ABOUT THIS EXERCISE: Only the opening lines of the listing, through the one with "If you could tag the mosquito leg", are to be retyped, each exactly as it stands.

——

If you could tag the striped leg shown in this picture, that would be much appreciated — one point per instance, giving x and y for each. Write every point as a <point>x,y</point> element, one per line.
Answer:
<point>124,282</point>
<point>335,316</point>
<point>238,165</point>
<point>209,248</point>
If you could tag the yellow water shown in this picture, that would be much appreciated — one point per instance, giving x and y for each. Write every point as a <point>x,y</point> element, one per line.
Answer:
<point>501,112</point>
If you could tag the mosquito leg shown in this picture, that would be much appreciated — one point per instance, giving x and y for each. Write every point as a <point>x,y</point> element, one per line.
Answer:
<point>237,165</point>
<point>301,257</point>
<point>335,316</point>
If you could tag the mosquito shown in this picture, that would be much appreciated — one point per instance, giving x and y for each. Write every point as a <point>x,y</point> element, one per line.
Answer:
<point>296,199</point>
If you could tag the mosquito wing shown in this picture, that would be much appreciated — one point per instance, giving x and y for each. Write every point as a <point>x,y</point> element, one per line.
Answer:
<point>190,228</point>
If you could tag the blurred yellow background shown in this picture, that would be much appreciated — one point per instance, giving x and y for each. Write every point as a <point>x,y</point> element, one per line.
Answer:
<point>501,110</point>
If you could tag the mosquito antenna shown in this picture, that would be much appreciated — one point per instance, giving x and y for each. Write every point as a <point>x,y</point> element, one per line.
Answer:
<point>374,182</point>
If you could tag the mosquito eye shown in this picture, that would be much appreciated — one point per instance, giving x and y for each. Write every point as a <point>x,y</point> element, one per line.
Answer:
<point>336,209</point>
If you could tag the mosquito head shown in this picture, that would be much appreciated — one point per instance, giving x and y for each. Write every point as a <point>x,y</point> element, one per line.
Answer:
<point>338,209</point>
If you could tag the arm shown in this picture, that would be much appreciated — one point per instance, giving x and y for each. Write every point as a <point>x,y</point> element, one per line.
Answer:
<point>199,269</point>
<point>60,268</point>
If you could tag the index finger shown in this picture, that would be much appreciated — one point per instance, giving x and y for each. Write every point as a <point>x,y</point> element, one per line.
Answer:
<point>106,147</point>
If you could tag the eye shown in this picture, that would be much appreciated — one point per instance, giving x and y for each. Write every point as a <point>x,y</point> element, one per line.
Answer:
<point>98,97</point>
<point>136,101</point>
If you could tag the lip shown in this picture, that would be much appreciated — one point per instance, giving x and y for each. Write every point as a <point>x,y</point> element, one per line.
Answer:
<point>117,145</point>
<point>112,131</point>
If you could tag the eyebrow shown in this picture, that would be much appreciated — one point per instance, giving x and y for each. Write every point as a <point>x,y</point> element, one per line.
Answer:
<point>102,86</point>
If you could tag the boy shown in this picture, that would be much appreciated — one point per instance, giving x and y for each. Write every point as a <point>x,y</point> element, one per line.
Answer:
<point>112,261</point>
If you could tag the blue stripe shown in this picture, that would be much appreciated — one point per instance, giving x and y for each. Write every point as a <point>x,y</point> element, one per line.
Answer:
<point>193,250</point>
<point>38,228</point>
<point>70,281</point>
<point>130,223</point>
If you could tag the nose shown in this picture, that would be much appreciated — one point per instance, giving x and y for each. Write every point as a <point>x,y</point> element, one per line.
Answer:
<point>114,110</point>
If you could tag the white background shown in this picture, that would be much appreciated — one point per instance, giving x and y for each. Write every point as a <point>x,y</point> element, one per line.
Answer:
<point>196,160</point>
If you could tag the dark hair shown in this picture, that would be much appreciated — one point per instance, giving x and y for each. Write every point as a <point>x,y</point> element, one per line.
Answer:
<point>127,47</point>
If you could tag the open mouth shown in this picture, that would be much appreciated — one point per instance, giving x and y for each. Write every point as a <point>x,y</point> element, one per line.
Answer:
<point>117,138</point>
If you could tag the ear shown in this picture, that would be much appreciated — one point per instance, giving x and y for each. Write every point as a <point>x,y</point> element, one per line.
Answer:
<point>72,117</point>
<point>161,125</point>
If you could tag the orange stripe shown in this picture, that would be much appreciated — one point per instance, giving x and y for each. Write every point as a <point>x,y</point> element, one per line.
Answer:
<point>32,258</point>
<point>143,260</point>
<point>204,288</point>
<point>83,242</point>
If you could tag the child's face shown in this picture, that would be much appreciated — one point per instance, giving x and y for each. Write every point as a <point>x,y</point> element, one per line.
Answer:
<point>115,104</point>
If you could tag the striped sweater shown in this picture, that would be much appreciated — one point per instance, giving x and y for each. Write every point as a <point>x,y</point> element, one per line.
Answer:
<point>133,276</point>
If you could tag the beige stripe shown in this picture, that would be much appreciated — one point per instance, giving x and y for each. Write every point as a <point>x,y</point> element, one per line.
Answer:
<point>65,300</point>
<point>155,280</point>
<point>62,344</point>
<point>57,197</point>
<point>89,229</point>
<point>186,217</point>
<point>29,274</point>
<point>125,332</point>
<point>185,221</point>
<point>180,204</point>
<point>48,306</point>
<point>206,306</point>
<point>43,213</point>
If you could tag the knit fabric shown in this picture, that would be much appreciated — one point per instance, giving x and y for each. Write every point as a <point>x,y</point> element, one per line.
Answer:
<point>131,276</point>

——

ANSWER:
If you could tag the striped leg shown in this picture, that would be much appreciated — one point per instance, giving x and y for each. Write every point as a <point>x,y</point> element, one per line.
Answer:
<point>124,282</point>
<point>335,316</point>
<point>238,165</point>
<point>209,248</point>
If you could tag the yellow water shown in this picture, that would be much appreciated — one point per instance, giving x and y for each. Write every point as a <point>x,y</point> element, one per line.
Answer:
<point>501,112</point>
If you could tag the mosquito leg shown in this picture, that would be much appreciated — one point per instance, giving x and y for each. Write every point as a <point>x,y</point> element, one per line.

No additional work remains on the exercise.